As soon as the line containing "Task: for the greenhouse-bench survey, tag the fern-like" appears, copy it and every following line word for word until the records end.

=== Section Start ===

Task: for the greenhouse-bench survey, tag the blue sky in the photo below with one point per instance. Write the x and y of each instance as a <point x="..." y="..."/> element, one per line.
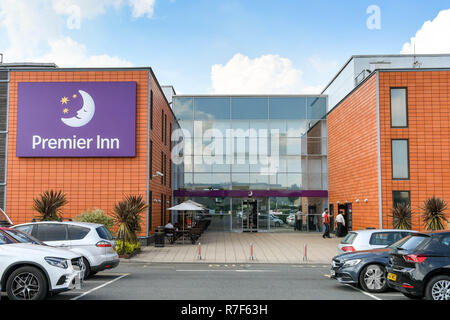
<point x="183" y="39"/>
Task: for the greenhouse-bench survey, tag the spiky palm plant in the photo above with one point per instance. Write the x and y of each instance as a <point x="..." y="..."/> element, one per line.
<point x="127" y="215"/>
<point x="49" y="204"/>
<point x="433" y="212"/>
<point x="401" y="215"/>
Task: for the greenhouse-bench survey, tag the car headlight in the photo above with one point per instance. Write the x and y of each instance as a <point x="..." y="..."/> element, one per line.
<point x="351" y="263"/>
<point x="57" y="262"/>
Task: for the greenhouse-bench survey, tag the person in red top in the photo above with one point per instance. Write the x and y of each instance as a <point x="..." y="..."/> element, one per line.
<point x="326" y="224"/>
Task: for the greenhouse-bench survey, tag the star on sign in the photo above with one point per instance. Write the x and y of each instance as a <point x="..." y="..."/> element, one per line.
<point x="64" y="100"/>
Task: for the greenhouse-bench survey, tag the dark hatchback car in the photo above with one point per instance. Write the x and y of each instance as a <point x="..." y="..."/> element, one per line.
<point x="367" y="268"/>
<point x="420" y="267"/>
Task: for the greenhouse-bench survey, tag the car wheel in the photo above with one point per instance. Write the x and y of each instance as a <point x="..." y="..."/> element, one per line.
<point x="373" y="278"/>
<point x="411" y="296"/>
<point x="438" y="288"/>
<point x="87" y="271"/>
<point x="27" y="283"/>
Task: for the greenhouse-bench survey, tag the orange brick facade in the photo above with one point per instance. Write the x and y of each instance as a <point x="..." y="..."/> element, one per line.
<point x="91" y="182"/>
<point x="428" y="135"/>
<point x="352" y="155"/>
<point x="353" y="145"/>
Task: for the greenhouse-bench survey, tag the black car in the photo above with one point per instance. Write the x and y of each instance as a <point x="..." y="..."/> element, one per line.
<point x="365" y="268"/>
<point x="420" y="267"/>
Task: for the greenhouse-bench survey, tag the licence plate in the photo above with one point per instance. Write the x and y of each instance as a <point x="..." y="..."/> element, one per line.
<point x="392" y="276"/>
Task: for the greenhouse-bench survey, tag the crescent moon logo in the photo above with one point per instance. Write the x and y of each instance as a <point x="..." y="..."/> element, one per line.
<point x="84" y="115"/>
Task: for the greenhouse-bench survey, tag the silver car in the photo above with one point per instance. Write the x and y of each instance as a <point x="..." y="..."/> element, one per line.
<point x="92" y="241"/>
<point x="370" y="239"/>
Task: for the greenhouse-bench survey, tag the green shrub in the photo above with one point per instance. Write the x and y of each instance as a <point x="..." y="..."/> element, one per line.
<point x="127" y="248"/>
<point x="48" y="205"/>
<point x="96" y="216"/>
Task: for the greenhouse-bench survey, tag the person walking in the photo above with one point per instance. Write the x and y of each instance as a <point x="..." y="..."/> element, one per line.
<point x="326" y="224"/>
<point x="298" y="220"/>
<point x="340" y="222"/>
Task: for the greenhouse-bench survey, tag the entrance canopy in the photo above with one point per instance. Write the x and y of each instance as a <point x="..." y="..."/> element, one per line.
<point x="188" y="206"/>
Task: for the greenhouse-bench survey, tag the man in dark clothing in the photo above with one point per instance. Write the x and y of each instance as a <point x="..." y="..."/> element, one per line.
<point x="326" y="224"/>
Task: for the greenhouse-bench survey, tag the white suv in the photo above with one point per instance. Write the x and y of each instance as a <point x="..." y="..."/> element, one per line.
<point x="31" y="272"/>
<point x="92" y="241"/>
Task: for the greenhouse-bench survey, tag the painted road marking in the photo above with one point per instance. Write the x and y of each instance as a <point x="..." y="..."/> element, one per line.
<point x="366" y="293"/>
<point x="99" y="287"/>
<point x="239" y="270"/>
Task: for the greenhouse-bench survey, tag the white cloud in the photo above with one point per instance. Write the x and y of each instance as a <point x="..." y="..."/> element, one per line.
<point x="68" y="53"/>
<point x="433" y="37"/>
<point x="269" y="74"/>
<point x="142" y="8"/>
<point x="36" y="32"/>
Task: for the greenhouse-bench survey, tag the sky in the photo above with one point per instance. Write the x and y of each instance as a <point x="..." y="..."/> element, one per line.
<point x="222" y="46"/>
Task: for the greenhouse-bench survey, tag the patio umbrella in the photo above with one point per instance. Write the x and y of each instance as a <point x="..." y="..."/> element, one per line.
<point x="188" y="205"/>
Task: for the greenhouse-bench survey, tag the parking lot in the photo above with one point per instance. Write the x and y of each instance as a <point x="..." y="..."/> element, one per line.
<point x="156" y="281"/>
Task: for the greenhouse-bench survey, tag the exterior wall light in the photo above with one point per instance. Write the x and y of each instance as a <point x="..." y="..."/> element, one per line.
<point x="158" y="174"/>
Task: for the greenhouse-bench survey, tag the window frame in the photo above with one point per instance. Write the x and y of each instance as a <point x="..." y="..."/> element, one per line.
<point x="392" y="158"/>
<point x="406" y="106"/>
<point x="409" y="196"/>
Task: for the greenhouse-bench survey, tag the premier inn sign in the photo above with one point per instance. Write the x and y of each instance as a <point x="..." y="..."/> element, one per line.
<point x="76" y="119"/>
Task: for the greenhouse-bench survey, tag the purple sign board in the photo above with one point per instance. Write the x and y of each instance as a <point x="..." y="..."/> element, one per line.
<point x="76" y="119"/>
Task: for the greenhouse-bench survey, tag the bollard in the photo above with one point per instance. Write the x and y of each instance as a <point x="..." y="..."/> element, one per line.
<point x="199" y="254"/>
<point x="305" y="253"/>
<point x="251" y="252"/>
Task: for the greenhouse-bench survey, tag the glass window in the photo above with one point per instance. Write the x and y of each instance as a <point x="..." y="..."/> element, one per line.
<point x="409" y="243"/>
<point x="294" y="164"/>
<point x="77" y="232"/>
<point x="259" y="182"/>
<point x="212" y="108"/>
<point x="385" y="238"/>
<point x="51" y="232"/>
<point x="23" y="237"/>
<point x="399" y="110"/>
<point x="317" y="107"/>
<point x="287" y="107"/>
<point x="219" y="181"/>
<point x="400" y="159"/>
<point x="183" y="108"/>
<point x="28" y="228"/>
<point x="296" y="128"/>
<point x="402" y="197"/>
<point x="249" y="108"/>
<point x="294" y="181"/>
<point x="240" y="181"/>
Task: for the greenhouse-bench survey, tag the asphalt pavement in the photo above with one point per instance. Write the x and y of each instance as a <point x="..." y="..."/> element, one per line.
<point x="155" y="281"/>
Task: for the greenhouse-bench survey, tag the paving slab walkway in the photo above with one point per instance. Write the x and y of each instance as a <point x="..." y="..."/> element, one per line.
<point x="234" y="247"/>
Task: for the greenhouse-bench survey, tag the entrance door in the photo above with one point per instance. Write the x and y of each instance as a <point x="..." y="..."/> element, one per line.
<point x="249" y="216"/>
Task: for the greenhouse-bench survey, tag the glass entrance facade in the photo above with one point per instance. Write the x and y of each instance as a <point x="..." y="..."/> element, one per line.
<point x="252" y="160"/>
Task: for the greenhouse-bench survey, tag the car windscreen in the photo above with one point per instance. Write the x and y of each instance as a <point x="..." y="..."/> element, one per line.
<point x="104" y="233"/>
<point x="4" y="239"/>
<point x="349" y="238"/>
<point x="22" y="237"/>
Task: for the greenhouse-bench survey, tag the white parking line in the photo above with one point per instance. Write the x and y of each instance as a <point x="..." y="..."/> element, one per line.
<point x="366" y="293"/>
<point x="99" y="287"/>
<point x="239" y="270"/>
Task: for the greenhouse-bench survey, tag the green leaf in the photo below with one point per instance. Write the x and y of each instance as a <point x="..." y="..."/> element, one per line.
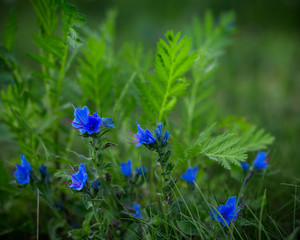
<point x="187" y="228"/>
<point x="172" y="61"/>
<point x="10" y="30"/>
<point x="53" y="225"/>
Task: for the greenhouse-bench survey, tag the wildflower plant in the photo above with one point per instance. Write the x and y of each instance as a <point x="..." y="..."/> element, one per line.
<point x="91" y="188"/>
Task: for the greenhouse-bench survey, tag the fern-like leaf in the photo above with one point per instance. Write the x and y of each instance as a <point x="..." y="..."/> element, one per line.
<point x="172" y="61"/>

=== Section End ===

-- SOLUTION TO THE PROBLEM --
Task: for the greenhouse-bench survey, tag the fern-like leaf in the photo above with one point per instance. Write the x and y of each instance as a <point x="..." y="..."/> element, one per line.
<point x="172" y="61"/>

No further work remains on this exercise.